I received an email from a Bolivian buddy of mine inviting me to join him on a venture to the Amazon Basin in northern Bolivia. After a quick Wikipedia search and learning this area is known to be one of, if not the most, bio-diverse locations on the entire planet, I replied with a definitive "Hell yeah!" Then I proceeded to fantasize about playing with pink Amazon river dolphins.
Yes. There are pink dolphins living in some of the freshwater rivers in the Amazon Basin in the district of Beni. Not a little pink, but pink pink. Like the color of a wad of Hubba Bubba stuck on the bottom of your shoe. Why are they pink? I don't know. I searched for an answer online and failed. Even biologists can't answer the question.
Upon arrival, my Bolivian buddy loaned me a new Honda Rancher for nine days to search for the mystical Bufeo (the Bolivian term for pink dolphin). I saw lots of food-stealing monkeys, hungry crocodiles and even 150-pound guinea pigs called capybaras during my 900-mile trip through swamps, dusty trails and seasonal savannas, but no dolphins.

[Text-to-region grounding data]

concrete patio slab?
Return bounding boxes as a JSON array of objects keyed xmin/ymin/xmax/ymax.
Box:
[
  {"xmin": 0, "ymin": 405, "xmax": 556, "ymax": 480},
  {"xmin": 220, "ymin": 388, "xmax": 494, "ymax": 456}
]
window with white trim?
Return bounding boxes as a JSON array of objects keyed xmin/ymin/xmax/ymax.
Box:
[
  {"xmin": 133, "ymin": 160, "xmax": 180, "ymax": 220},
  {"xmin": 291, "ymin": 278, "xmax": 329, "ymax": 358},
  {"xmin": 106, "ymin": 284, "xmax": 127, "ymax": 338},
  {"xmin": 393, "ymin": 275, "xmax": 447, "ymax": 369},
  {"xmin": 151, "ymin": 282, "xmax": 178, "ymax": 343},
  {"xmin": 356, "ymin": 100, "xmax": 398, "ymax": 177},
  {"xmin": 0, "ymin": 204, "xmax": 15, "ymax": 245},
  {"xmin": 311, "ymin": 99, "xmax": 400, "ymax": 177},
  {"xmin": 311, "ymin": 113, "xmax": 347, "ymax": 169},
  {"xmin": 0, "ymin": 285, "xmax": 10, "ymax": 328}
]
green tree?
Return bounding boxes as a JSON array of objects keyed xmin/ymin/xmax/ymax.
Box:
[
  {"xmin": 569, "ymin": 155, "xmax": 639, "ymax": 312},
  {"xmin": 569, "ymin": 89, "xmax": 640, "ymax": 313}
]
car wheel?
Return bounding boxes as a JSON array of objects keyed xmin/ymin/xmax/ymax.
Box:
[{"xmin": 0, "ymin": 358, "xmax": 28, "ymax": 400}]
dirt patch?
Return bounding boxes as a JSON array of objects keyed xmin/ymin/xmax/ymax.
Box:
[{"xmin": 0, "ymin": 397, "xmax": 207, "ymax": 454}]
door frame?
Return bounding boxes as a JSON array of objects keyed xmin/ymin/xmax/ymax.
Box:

Task objective:
Resume the travel story about searching for pink river dolphins in the Bolivian Amazon, picking up right after its last sentence.

Exercise output:
Maybe I'm lucky I didn't run into one of the pink dolphins. I've seen clips on YouTube of dolphins violating humans. Seriously, look it up. Flipper could have molested me. In defense of the dolphins' sexuality, the indigenous people tell a tale of the Bufeo morphing into a studly dude who seduces girls (not dudes), knocks them up and then bails before sunrise to become an Amazon river dolphin again. Either way, I didn't see one. Maybe, theoretically, the billions of crocodiles I did see ate all the dolphins.
Every year since 1997, the organizers at Ecotourism ATV Caravan Bolivia (www.caravan-atv.com) have put together ATV expeditions to the most remote parts of Bolivia. The Caravan has explored everything from the "World's Most Dangerous Road" in the Andes to the low-lying Jesuit missions of the Bolivian Pantanal, a tropical wetland and the world's largest wetland of any kind. They specialize in taking people off the Gringo Trail, where you get to experience sparsely populated parts of the country but in relative safety. The Caravan covers food, medics, mechanics and rooms or tents. The deal also includes a camp chef. Without him, you might end up having to eat the local delicacy-fire-roasted armadillo.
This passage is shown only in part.